-- begin --

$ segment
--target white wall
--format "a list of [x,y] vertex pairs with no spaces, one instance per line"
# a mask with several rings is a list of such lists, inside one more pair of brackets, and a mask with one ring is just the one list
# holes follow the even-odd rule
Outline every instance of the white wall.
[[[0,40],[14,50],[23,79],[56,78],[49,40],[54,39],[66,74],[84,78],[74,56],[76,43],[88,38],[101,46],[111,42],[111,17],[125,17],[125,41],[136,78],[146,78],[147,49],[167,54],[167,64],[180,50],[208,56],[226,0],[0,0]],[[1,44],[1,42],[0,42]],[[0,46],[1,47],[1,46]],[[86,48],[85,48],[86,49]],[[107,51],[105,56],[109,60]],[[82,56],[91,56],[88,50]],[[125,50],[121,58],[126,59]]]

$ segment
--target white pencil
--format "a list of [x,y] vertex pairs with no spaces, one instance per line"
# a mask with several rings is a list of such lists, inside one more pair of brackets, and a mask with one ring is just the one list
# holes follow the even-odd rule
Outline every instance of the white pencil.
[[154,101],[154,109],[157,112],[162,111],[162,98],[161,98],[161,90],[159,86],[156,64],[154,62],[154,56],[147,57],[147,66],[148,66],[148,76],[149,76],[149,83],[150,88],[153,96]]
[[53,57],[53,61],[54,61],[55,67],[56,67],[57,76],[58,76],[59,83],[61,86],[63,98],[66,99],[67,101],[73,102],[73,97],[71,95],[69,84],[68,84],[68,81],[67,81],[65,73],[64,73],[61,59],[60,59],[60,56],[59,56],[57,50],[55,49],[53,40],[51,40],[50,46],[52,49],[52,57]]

-- end --
-- begin --

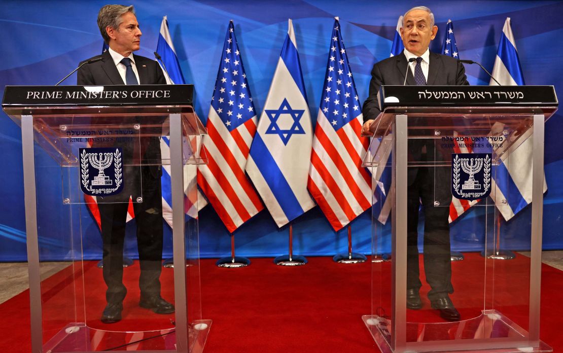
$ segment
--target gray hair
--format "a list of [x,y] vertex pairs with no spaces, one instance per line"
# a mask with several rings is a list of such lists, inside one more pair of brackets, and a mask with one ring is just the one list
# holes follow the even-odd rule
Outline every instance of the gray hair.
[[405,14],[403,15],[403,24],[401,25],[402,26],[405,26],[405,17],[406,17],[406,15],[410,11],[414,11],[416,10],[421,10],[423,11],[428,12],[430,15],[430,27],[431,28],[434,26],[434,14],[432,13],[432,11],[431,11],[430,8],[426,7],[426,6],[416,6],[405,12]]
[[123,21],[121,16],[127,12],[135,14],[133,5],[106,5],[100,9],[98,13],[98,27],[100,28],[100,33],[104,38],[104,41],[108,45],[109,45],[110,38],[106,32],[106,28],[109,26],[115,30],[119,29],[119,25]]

-- end --
-- begin --

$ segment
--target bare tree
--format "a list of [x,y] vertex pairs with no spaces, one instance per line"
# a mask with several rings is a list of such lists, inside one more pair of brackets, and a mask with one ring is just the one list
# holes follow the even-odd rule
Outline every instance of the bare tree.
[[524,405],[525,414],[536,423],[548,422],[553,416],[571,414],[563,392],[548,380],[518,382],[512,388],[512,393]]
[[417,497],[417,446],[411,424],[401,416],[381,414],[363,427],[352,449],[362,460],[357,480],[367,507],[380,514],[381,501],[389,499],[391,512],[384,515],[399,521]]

-- end --

Select every line of the data above that contains the word "tree" and copy those lines.

Result of this exercise –
--target bare tree
Outline every instance of the bare tree.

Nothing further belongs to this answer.